Please reproduce the listing in full, exactly as given.

=====

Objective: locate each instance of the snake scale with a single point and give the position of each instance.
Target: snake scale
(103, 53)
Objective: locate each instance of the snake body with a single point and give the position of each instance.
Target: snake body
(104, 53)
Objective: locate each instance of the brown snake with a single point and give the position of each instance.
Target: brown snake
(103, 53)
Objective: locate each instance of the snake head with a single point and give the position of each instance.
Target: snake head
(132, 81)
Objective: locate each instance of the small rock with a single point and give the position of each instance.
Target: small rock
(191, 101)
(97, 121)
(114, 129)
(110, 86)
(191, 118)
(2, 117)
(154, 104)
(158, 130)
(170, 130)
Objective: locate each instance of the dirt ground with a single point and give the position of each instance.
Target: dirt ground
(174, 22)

=====

## OUTPUT
Objective: locate each instance of the snake scale with a single point and give the position of each instance.
Target: snake scale
(103, 53)
Objective: locate each instance of the snake body with a single point and give the position of each instance.
Target: snake body
(104, 53)
Objective: locate each instance of the brown snake with a single point and give the position of each instance.
Target: brown snake
(103, 53)
Objective: locate each instance of the snake head with a single point and give the position of each instance.
Target: snake head
(132, 81)
Objective: locate each instance of the small rock with a single point and give the position of each instance.
Target: small rock
(191, 101)
(97, 121)
(114, 129)
(110, 86)
(191, 118)
(2, 117)
(154, 104)
(158, 130)
(170, 130)
Objective: locate each instance of the dirt ground with a single point and give the position of each instance.
Target: dirt ground
(174, 22)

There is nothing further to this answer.